> What you should do:
Your answer must be an exact copy of the entries below, with every picture removed.

> Information given:
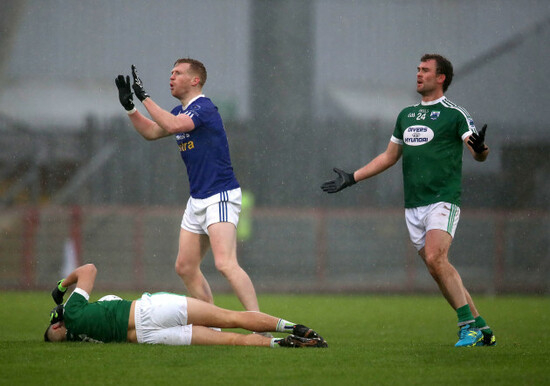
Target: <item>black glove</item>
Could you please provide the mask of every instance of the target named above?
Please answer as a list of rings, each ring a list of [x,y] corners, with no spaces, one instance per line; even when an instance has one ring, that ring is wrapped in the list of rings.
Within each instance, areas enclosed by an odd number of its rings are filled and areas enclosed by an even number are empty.
[[[119,75],[115,79],[115,84],[118,87],[118,100],[122,107],[124,107],[126,111],[133,110],[135,106],[132,89],[130,87],[130,77],[126,76],[126,79],[124,79],[124,75]]]
[[[472,133],[470,138],[468,138],[468,145],[470,145],[476,153],[483,153],[487,150],[487,146],[485,146],[485,130],[487,130],[487,125],[483,125],[479,134]]]
[[[63,321],[63,312],[65,309],[61,304],[55,306],[53,310],[50,311],[50,324],[55,324],[57,322]]]
[[[334,168],[332,170],[334,170],[338,174],[338,178],[332,181],[327,181],[323,185],[321,185],[321,189],[323,189],[323,191],[327,193],[336,193],[356,183],[355,179],[353,178],[353,173],[346,173],[345,171],[338,168]]]
[[[138,97],[140,102],[143,102],[145,99],[149,98],[149,94],[143,89],[143,82],[139,78],[136,66],[132,64],[132,76],[134,77],[134,83],[132,84],[132,88],[134,89],[134,92],[136,93],[136,96]]]
[[[61,286],[61,282],[64,279],[61,279],[57,282],[57,285],[52,291],[52,298],[55,304],[61,304],[63,303],[63,296],[65,296],[65,293],[67,292],[67,288],[64,288]]]

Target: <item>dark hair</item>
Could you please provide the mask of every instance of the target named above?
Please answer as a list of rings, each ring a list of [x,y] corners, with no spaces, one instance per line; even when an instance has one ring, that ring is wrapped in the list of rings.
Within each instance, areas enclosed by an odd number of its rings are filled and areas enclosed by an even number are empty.
[[[46,332],[44,332],[44,342],[51,342],[50,338],[48,337],[48,331],[50,331],[50,327],[52,325],[50,324],[48,328],[46,328]]]
[[[199,76],[199,84],[201,85],[201,87],[204,86],[204,84],[206,83],[206,77],[207,77],[206,67],[204,67],[204,64],[202,64],[202,62],[199,62],[196,59],[181,58],[176,60],[176,62],[174,63],[174,67],[181,63],[188,63],[189,69],[191,70],[191,72]]]
[[[422,58],[420,58],[420,61],[426,62],[430,59],[435,60],[437,63],[436,74],[445,75],[445,81],[443,82],[443,92],[445,92],[453,81],[453,65],[449,59],[439,54],[424,54]]]

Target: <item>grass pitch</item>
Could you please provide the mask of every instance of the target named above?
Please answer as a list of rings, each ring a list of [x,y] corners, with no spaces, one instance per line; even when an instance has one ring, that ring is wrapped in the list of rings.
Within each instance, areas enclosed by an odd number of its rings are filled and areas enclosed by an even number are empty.
[[[456,315],[441,296],[260,295],[263,311],[311,326],[329,344],[274,350],[48,344],[42,336],[50,294],[2,292],[1,383],[549,385],[550,298],[474,299],[495,331],[496,347],[455,348]],[[232,295],[215,301],[240,309]]]

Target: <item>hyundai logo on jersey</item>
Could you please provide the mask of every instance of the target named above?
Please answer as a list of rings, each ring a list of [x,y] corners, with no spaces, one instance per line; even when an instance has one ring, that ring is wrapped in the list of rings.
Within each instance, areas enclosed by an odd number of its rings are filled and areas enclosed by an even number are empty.
[[[427,126],[409,126],[403,133],[403,142],[410,146],[420,146],[430,142],[434,132]]]

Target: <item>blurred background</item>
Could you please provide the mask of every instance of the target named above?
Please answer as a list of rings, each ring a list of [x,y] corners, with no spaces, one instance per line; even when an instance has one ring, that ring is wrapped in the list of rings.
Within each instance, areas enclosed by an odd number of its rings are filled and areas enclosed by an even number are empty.
[[[488,124],[491,147],[485,163],[465,154],[451,261],[472,292],[550,293],[547,0],[3,0],[0,28],[2,289],[94,262],[100,288],[185,290],[185,167],[173,138],[134,131],[114,78],[135,64],[170,110],[170,70],[192,57],[228,133],[239,260],[259,292],[437,292],[408,239],[400,165],[319,187],[386,148],[419,101],[420,57],[440,53],[447,97]]]

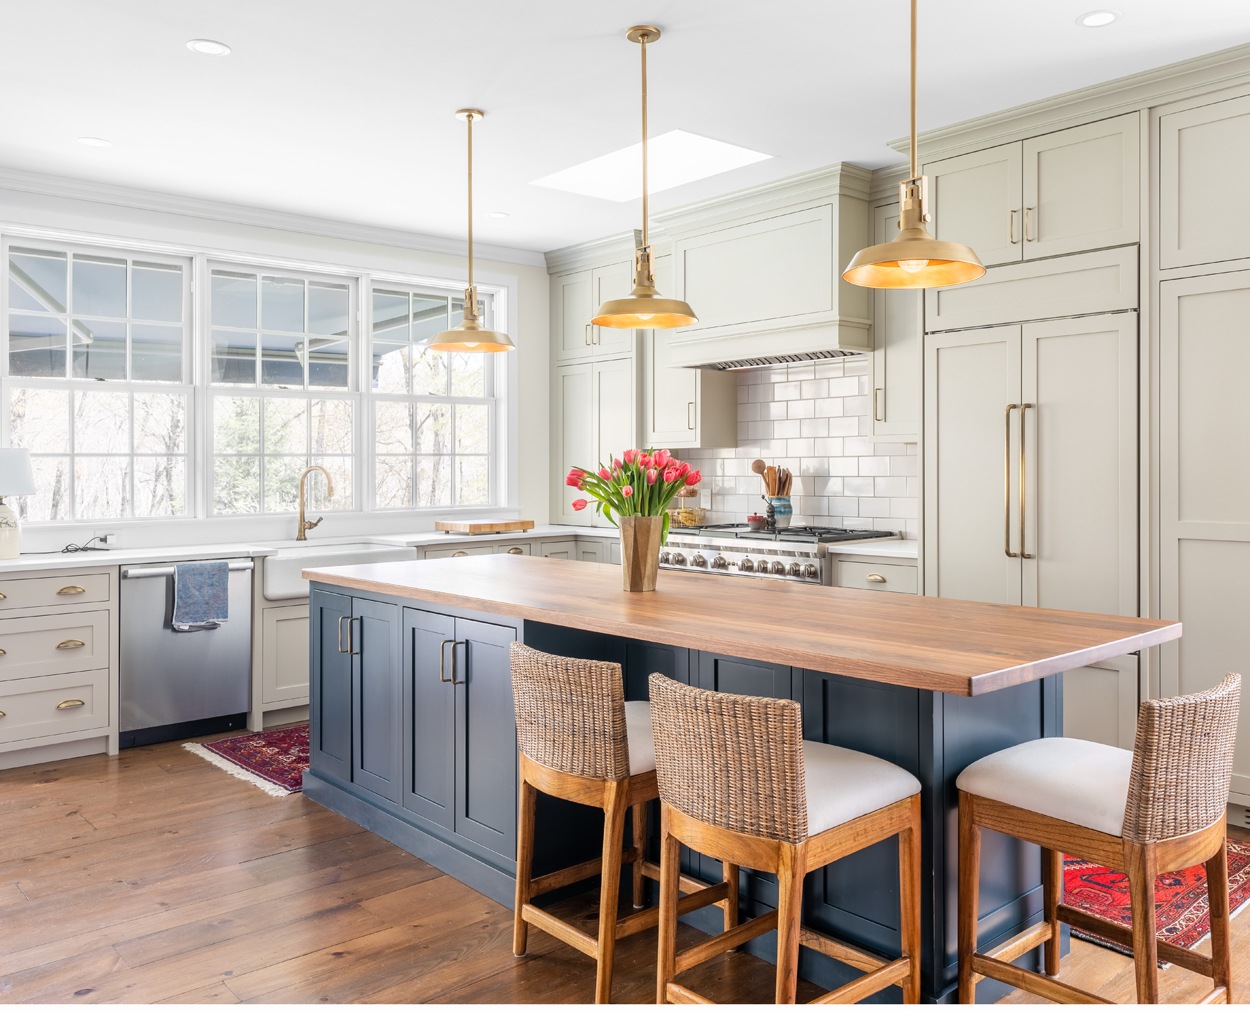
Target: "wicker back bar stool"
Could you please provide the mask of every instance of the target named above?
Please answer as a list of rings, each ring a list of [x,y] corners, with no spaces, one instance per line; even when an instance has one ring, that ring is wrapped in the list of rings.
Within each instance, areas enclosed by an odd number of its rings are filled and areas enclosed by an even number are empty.
[[[1225,807],[1241,706],[1241,675],[1215,688],[1138,709],[1132,751],[1049,737],[995,752],[960,773],[959,999],[976,999],[990,977],[1049,1000],[1101,1000],[1052,977],[1059,973],[1060,924],[1133,951],[1137,1001],[1159,1001],[1158,958],[1211,977],[1202,1003],[1230,1001],[1228,856]],[[995,950],[977,946],[981,830],[1042,847],[1044,919]],[[1063,904],[1063,856],[1128,875],[1132,929]],[[1155,932],[1155,878],[1205,864],[1211,954],[1161,941]],[[1012,965],[1045,945],[1046,975]]]
[[[674,977],[777,931],[776,1001],[793,1004],[800,945],[864,975],[816,1003],[852,1002],[893,984],[920,998],[920,783],[890,762],[803,740],[799,704],[704,691],[652,674],[651,720],[660,789],[658,1003],[708,1003]],[[803,879],[835,860],[898,837],[901,947],[885,959],[801,925]],[[677,952],[681,844],[738,868],[777,875],[775,912]]]
[[[646,702],[626,702],[621,666],[541,653],[521,643],[511,646],[512,693],[516,704],[520,748],[516,904],[512,951],[524,955],[529,925],[589,955],[598,963],[595,1002],[606,1004],[612,993],[612,962],[616,942],[656,925],[659,910],[643,909],[617,918],[621,867],[633,865],[633,902],[644,900],[643,878],[659,879],[659,867],[645,860],[647,803],[655,800],[655,751],[651,713]],[[577,804],[601,808],[602,855],[594,860],[533,877],[534,808],[542,791]],[[625,812],[633,812],[633,845],[622,850]],[[601,876],[598,935],[578,930],[534,905],[533,900],[556,888]],[[737,881],[704,887],[686,879],[682,912],[721,903],[725,915],[737,910]]]

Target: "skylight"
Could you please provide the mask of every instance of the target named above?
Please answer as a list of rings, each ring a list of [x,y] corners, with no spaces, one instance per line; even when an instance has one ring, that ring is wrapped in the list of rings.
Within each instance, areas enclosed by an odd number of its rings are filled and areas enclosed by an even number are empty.
[[[670,130],[652,137],[647,153],[650,161],[648,189],[651,193],[707,179],[772,157],[685,130]],[[637,200],[642,196],[641,162],[642,143],[639,142],[535,179],[534,185],[618,203]]]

> Answer for this exercise:
Target: <item>black glove</item>
Could you please provide the mask of every instance of the target named above?
Please answer as a list of rings, each ring a list of [x,y] corners, with no spaces, one instance per line; even when an instance has one ring, that ring is wrapped in the list of rings.
Within each instance, areas enclosed by an odd number of its rings are filled and areas enclosed by an even number are empty.
[[[119,75],[115,79],[115,84],[118,87],[118,100],[122,107],[124,107],[126,111],[133,110],[135,106],[132,89],[130,87],[130,77],[126,76],[126,79],[124,79],[124,75]]]
[[[472,133],[470,138],[468,138],[468,145],[470,145],[476,153],[483,153],[487,150],[487,146],[485,146],[485,130],[487,130],[487,125],[483,125],[479,134]]]
[[[63,321],[63,312],[65,309],[61,304],[55,306],[53,310],[50,311],[50,324],[55,324],[57,322]]]
[[[334,168],[332,170],[334,170],[338,174],[338,178],[332,181],[327,181],[323,185],[321,185],[321,189],[323,189],[323,191],[327,193],[336,193],[356,183],[355,179],[353,178],[353,173],[346,173],[345,171],[338,168]]]
[[[138,97],[140,102],[143,102],[145,99],[149,98],[149,94],[143,89],[143,82],[139,78],[136,66],[132,64],[132,76],[134,77],[134,83],[132,84],[132,88],[134,89],[134,92],[136,93],[136,96]]]
[[[61,286],[61,282],[64,279],[61,279],[57,282],[57,285],[52,291],[52,298],[55,304],[61,304],[63,303],[63,296],[65,296],[65,293],[67,292],[67,288],[64,288]]]

Target: <item>dark hair</item>
Could you please provide the mask of every instance of the target named above?
Please answer as a list of rings, each ring a list of [x,y] corners, with no spaces, one instance per line; even when an instance has one ring, that ring is wrapped in the list of rings.
Within each instance, areas enclosed by an odd number of its rings are filled and areas enclosed by an even number are empty.
[[[46,332],[44,332],[44,342],[51,342],[50,338],[48,337],[48,331],[50,331],[50,327],[52,325],[50,324],[48,328],[46,328]]]
[[[199,76],[199,84],[201,85],[201,87],[204,86],[204,84],[206,83],[206,77],[207,77],[206,67],[204,67],[204,64],[202,64],[202,62],[199,62],[196,59],[181,58],[176,60],[176,62],[174,63],[174,67],[181,63],[188,63],[189,69],[191,70],[191,72]]]
[[[422,58],[420,58],[420,61],[426,62],[430,59],[435,60],[437,63],[436,74],[445,75],[445,81],[443,82],[443,92],[445,92],[453,81],[453,65],[449,59],[439,54],[424,54]]]

Target: <item>grass pitch</item>
Could you please provide the mask of every instance of the target named above?
Please answer as a list of rings, each ring a list of [x,y] corners, with no spaces, one instance per line; even when an instance has one ring, that ring is wrapped in the list of rings.
Within each instance, areas enclosed by an odd number of its rings are filled and areas enclosed by an even number are empty.
[[[456,315],[441,296],[260,295],[263,311],[311,326],[329,344],[274,350],[48,344],[42,336],[50,294],[2,292],[1,383],[549,385],[550,298],[474,299],[495,331],[496,347],[455,348]],[[232,295],[215,301],[240,309]]]

Target: <item>hyundai logo on jersey</item>
Could you please provide the mask of every instance of the target named above?
Please answer as a list of rings, each ring a list of [x,y] corners, with no spaces, one instance per line; even when an instance has one ring, that ring is wrapped in the list of rings.
Within each instance, areas enclosed by an odd number of its rings are filled and areas enclosed by an even number are empty.
[[[427,126],[409,126],[403,133],[403,142],[410,146],[420,146],[430,142],[434,132]]]

Target: <item>blurred background</item>
Could you please provide the mask of every instance of the target named above?
Please answer as a list of rings, each ring a list of [x,y] corners, with no spaces, one instance per line; even when an instance has one ring, that ring is wrapped in the list of rings.
Within each instance, areas enclosed by an odd number of its rings are filled and areas enclosed by an even number are empty.
[[[488,124],[491,147],[485,163],[465,154],[451,261],[472,292],[550,293],[547,0],[3,0],[0,28],[2,289],[94,262],[100,288],[185,290],[185,167],[173,138],[134,131],[114,78],[135,64],[170,110],[170,70],[192,57],[228,133],[239,260],[259,292],[437,292],[408,239],[400,165],[319,187],[386,148],[419,101],[420,57],[440,53],[447,97]]]

Target: "wicker back bar stool"
Could you please provide the mask of every instance of the target named above?
Please answer as a list of rings, each ring a list of [x,y] corners, with no spaces, one instance per line; even when an instance has one ring, that ring is wrapped in the list of rings.
Within each instance, areas enclosed by an odd number of its rings are filled and areas enclosed by an even number are empty.
[[[1225,807],[1241,706],[1241,675],[1215,688],[1138,709],[1132,751],[1049,737],[995,752],[960,773],[959,999],[976,999],[990,977],[1049,1000],[1101,1000],[1052,977],[1059,973],[1060,924],[1133,951],[1137,1001],[1159,1001],[1158,958],[1211,977],[1202,1003],[1230,1001],[1228,856]],[[995,950],[977,946],[981,830],[1042,847],[1044,919]],[[1063,904],[1063,856],[1128,875],[1132,929]],[[1155,932],[1155,878],[1205,864],[1211,954],[1161,941]],[[1012,965],[1045,945],[1046,975]]]
[[[674,977],[777,931],[776,1001],[793,1004],[800,945],[864,975],[816,1003],[852,1002],[893,984],[920,998],[920,783],[890,762],[803,740],[799,704],[704,691],[652,674],[651,720],[660,789],[658,1003],[708,1003]],[[803,879],[835,860],[898,837],[901,947],[885,959],[801,925]],[[677,952],[681,844],[738,868],[777,875],[775,912]]]
[[[646,702],[626,702],[621,666],[541,653],[521,643],[511,646],[512,693],[516,704],[520,748],[516,904],[512,951],[524,955],[529,925],[589,955],[598,963],[595,1002],[606,1004],[612,993],[612,962],[616,942],[656,925],[659,910],[643,909],[617,918],[621,867],[633,865],[633,902],[644,900],[643,878],[659,879],[659,867],[645,860],[647,803],[655,800],[655,751],[651,713]],[[577,804],[601,808],[602,855],[594,860],[533,877],[534,808],[542,791]],[[625,812],[633,812],[633,845],[622,850]],[[601,876],[598,935],[578,930],[534,905],[533,900],[556,888]],[[737,881],[704,887],[686,879],[682,912],[721,903],[725,915],[737,910]]]

Target: "skylight"
Could you please provide the mask of every instance of the target named above?
Please answer as a list of rings, each ring a list of [x,y] corners, with no spaces, one instance per line; even when an instance has one ring, that ring is wrapped in the list of rings.
Within each instance, areas enclosed by an odd number of its rings are filled and areas enclosed by an even number are empty.
[[[670,130],[652,137],[647,153],[650,161],[648,189],[651,193],[707,179],[772,157],[685,130]],[[637,200],[642,196],[641,162],[642,143],[639,142],[535,179],[534,185],[618,203]]]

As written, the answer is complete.